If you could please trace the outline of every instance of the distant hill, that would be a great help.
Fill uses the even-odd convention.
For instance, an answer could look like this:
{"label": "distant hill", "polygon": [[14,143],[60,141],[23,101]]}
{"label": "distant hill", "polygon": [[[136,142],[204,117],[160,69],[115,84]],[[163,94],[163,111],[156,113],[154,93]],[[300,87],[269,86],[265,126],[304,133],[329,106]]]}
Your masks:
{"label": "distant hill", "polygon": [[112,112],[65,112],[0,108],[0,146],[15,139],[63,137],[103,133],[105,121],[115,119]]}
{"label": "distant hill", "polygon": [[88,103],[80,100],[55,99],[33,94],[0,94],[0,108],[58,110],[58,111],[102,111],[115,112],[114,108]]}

WHAT THE TASK REQUIRES – Copy out the rows above, swapping "outline" for "border" and leaving everything else the same.

SOLUTION TO THIS EXERCISE –
If you could please trace the border of every instance of the distant hill, that would be a great help.
Fill uses the even-odd convention.
For instance, an answer could look like this:
{"label": "distant hill", "polygon": [[14,143],[60,141],[23,101]]}
{"label": "distant hill", "polygon": [[[136,142],[204,117],[160,69],[115,84]],[[163,94],[163,111],[156,113],[154,93]],[[300,87],[269,86],[265,126],[304,133],[329,106]]]}
Your masks:
{"label": "distant hill", "polygon": [[112,112],[65,112],[0,108],[0,146],[15,139],[63,137],[103,133],[105,121],[115,119]]}
{"label": "distant hill", "polygon": [[88,103],[80,100],[55,99],[33,94],[0,94],[0,108],[58,110],[58,111],[102,111],[115,112],[114,108]]}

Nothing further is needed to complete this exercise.